═════ Given entries

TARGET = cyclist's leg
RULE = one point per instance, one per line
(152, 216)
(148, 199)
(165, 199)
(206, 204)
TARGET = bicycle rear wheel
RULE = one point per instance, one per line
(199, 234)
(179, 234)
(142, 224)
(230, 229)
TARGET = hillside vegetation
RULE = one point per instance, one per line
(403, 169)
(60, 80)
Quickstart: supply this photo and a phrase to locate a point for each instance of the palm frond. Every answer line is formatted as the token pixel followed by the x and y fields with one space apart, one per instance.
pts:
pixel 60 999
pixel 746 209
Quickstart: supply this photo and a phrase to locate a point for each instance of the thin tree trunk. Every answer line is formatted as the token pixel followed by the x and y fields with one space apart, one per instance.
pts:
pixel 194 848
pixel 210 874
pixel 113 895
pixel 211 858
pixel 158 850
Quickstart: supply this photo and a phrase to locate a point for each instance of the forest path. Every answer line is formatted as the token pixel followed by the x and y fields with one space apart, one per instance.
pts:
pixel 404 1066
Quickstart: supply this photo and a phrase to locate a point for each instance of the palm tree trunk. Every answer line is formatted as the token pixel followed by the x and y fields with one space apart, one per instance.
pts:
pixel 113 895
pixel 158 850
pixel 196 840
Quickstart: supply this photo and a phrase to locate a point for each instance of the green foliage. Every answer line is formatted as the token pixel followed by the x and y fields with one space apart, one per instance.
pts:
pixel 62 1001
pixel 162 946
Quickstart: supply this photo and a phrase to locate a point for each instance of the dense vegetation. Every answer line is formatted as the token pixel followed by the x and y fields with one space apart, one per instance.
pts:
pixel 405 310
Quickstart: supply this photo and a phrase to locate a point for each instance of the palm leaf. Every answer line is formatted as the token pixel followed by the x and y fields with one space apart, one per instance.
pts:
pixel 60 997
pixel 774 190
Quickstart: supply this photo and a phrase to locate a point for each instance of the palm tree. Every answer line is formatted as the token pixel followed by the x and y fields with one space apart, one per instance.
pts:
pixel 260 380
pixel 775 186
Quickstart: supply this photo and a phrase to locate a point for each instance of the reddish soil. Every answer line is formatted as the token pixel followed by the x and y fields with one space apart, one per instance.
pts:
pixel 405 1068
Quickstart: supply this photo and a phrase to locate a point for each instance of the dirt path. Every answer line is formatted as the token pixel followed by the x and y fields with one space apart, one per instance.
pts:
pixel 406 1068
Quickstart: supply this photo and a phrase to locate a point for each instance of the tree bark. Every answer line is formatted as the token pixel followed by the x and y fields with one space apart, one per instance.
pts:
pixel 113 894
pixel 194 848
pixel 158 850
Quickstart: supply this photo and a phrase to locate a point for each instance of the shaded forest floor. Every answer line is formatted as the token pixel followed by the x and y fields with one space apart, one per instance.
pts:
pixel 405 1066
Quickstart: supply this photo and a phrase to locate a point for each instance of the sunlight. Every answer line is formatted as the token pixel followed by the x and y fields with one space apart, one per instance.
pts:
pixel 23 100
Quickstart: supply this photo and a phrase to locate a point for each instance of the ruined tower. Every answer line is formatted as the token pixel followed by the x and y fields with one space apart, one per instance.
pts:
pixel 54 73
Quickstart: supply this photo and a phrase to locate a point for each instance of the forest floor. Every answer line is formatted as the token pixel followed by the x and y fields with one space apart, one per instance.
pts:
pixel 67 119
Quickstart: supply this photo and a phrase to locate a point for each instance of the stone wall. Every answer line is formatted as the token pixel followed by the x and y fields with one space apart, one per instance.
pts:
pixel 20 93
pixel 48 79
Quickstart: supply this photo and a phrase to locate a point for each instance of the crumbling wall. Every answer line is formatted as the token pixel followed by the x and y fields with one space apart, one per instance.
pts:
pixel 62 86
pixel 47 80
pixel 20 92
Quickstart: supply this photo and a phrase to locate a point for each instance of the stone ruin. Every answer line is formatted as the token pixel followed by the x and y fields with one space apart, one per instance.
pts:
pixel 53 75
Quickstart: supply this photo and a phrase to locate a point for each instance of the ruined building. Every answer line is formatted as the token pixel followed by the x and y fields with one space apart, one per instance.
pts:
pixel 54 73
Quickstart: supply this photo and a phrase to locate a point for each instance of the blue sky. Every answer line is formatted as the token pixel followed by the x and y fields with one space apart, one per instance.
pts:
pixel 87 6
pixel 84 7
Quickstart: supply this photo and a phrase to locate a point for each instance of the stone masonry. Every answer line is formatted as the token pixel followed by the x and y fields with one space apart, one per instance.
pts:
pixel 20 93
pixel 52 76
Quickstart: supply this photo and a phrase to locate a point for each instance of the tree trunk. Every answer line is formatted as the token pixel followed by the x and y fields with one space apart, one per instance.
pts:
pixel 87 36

══════════

▸ **Work instructions**
Reproduce all of the material above line for line, without changing any character.

▸ **Written response**
TARGET = cyclist's leg
RULE = one point per instance, one per line
(152, 216)
(148, 199)
(165, 199)
(206, 204)
TARGET = bicycle rear wheel
RULE = one point per instance, one per line
(199, 234)
(179, 234)
(142, 224)
(230, 229)
TARGET = hillside vegetation
RULE = one point per instance, one per line
(403, 169)
(60, 80)
Quickstart: supply this photo and a phrase to locate a point for each instance of the palm frond. Every answer line is formatted as the token pixel followed by the x and y fields with one space apart, one per instance.
pts:
pixel 60 999
pixel 746 209
Quickstart: supply this photo and a phrase to locate a point for each instance of the thin tree trunk. Every answer line is formatted as the token pixel followed by the x and y fields with one space apart, one per instance.
pts:
pixel 194 848
pixel 210 874
pixel 113 895
pixel 211 858
pixel 158 850
Quickstart: supply this photo and a phrase to locate a point for each instance of the forest path. Every answer line is formatted as the token pixel followed by the x and y fields with one space apart, one per instance.
pts:
pixel 404 1066
Quickstart: supply this photo and a phrase to locate a point for each instance of the palm tree trunk. Every answer line is formatted as the token pixel followed by the x and y fields with one space apart, one per instance.
pts:
pixel 113 895
pixel 158 850
pixel 196 840
Quickstart: supply this photo and a phrase to locate a point for each instance of the green foliage. Every answer line is formatted as the token pixel followed by the x and y fields with one space apart, one per instance.
pts:
pixel 62 1001
pixel 162 946
Quickstart: supply this photo and a phrase to locate a point for each instance of the dense vegetation. Every answer line is formatted as the token pixel followed by the x and y fields with one space apart, one per instance.
pts:
pixel 405 310
Quickstart: supply this photo and a phrase to locate a point for each instance of the palm leaf. Every answer line is formatted as the token pixel followed by the x and y fields with one space apart, one per instance.
pts:
pixel 60 997
pixel 774 190
Quickstart: supply this photo and a phrase to locate a point for each instance of the palm tree. Every answer line is formatted as the token pixel followed by the x and y fields with one space apart, one per instance.
pts:
pixel 260 380
pixel 775 186
Quickstart: supply this photo and a phrase to locate a point for each instance of the reddish soil. Every answer line is formatted as the token pixel followed by the x and y fields with one space apart, one per instance.
pts:
pixel 405 1068
Quickstart: supply this photo and a phrase to locate a point for each instance of the dirt path. Every answer line is formatted as the token pixel followed by the x and y fields with one space apart, one per instance.
pts:
pixel 406 1068
Quickstart: supply this photo and a phrase to locate a point for each instance of the tree bark. Every answer line is formatted as the token pixel followed by the x and y fields with one space apart, one per instance.
pts:
pixel 113 894
pixel 194 848
pixel 158 850
Quickstart: supply this photo and a phrase to locate a point for each instance of the shaded forest floor. Every answer line is formatted as the token pixel followed by the x and y fields with one space apart, one per instance.
pts:
pixel 405 1066
Quickstart: supply this photo and a phrase to locate a point for each instance of the sunlight. Every answer line is formatted as the token pixel followed by the x and y fields with one space apart, one per instance.
pts:
pixel 23 100
Quickstart: supply this photo and a phrase to locate a point for each instance of the ruined tower. Every answer line is formatted as the token pixel followed by the x and y fields with one space apart, one per instance.
pts:
pixel 54 73
Quickstart: supply this photo and a phrase to locate a point for each instance of the forest floor. Every answer line is formatted as the token pixel followed by the x and y fields with one space apart, one per instance.
pts:
pixel 67 119
Quickstart: supply this photo and a phrase to locate a point for each instance of the stone wall. Every answer line is formatted as the token pixel followed by the x and y fields with one space apart, one per instance.
pts:
pixel 20 93
pixel 48 79
Quickstart: supply this photo and a phrase to locate a point for each instance of the crumbling wall. Every answer line is formatted as the token pixel followed by the x and y fields with one space apart, one per instance.
pts:
pixel 62 86
pixel 47 80
pixel 20 92
Quickstart: supply this photo and a phrase to locate a point for each instance of the stone ruin. Every answer line is formatted as the token pixel followed by the x and y fields with one space apart, one per instance.
pts:
pixel 53 75
Quickstart: supply this photo and a phrase to locate a point for each instance of the ruined building. Every answer line is formatted as the token pixel followed by the x and y fields with one space apart, one per instance.
pts:
pixel 54 73
Quickstart: supply this photo and a phrase to locate a point for each instance of the blue sky. Every answer line is formatted as the token pixel followed by the x and y fields with one space apart, one per instance.
pts:
pixel 87 6
pixel 84 7
Quickstart: supply this photo and a phrase to locate a point for each instance of the stone masonry. Every answer line is formatted as the token pixel followed by the x and y fields with one space apart, one per instance.
pts:
pixel 20 93
pixel 52 76
Quickstart: supply this photo and a phrase to locate a point for each instance of the tree trunk. Every answer line is formatted as the token pixel followed by the x and y fields with one space apart, one per instance.
pts:
pixel 87 36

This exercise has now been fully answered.